◆ Exercise objective: Retype every line of the data below, starting with the first and ending with the line that contains "rough mask: <svg", but leave out the pictures.

##### Provided records #####

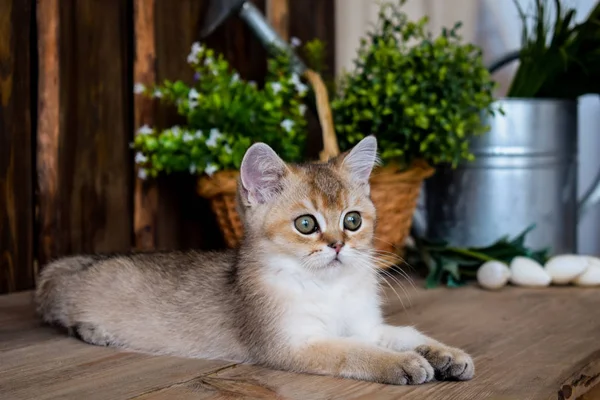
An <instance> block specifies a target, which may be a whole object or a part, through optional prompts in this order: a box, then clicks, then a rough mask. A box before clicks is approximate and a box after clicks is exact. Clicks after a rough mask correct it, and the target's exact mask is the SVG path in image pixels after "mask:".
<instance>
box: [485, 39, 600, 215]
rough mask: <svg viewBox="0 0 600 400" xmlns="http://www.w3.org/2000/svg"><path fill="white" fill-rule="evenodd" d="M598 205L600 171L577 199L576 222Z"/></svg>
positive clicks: (493, 63)
mask: <svg viewBox="0 0 600 400" xmlns="http://www.w3.org/2000/svg"><path fill="white" fill-rule="evenodd" d="M520 55H521V51H520V50H515V51H513V52H510V53H508V54H506V55H505V56H502V57H500V58H499V59H497V60H496V61H494V62H493V63H491V64H490V66H489V67H488V70H489V71H490V73H492V74H493V73H494V72H496V71H497V70H499V69H500V68H502V67H504V66H505V65H507V64H509V63H511V62H513V61H515V60H518V59H519V57H520ZM598 203H600V171H598V174H597V175H596V177H595V178H594V181H593V182H592V184H591V185H590V187H589V189H588V190H587V191H586V192H585V194H584V195H583V196H582V197H581V199H579V203H578V205H577V222H580V221H581V219H582V218H583V216H584V215H585V214H586V213H587V212H588V211H589V210H591V209H592V208H594V206H596V205H597V204H598Z"/></svg>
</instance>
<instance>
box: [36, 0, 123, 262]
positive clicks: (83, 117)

#####

◆ Exercise answer:
An <instance> block specifies a target, which may be a whole object or a part, through optional prompts in this order: a box, then clicks, then a rough mask. A box before clicks is approximate and a box after clicks is exact. Clicks after a rough mask correct it, and the target's exact mask is the SVG path in image pixels after "mask:".
<instance>
box: [485, 39, 600, 215]
rough mask: <svg viewBox="0 0 600 400" xmlns="http://www.w3.org/2000/svg"><path fill="white" fill-rule="evenodd" d="M598 205L600 171L577 199L576 222Z"/></svg>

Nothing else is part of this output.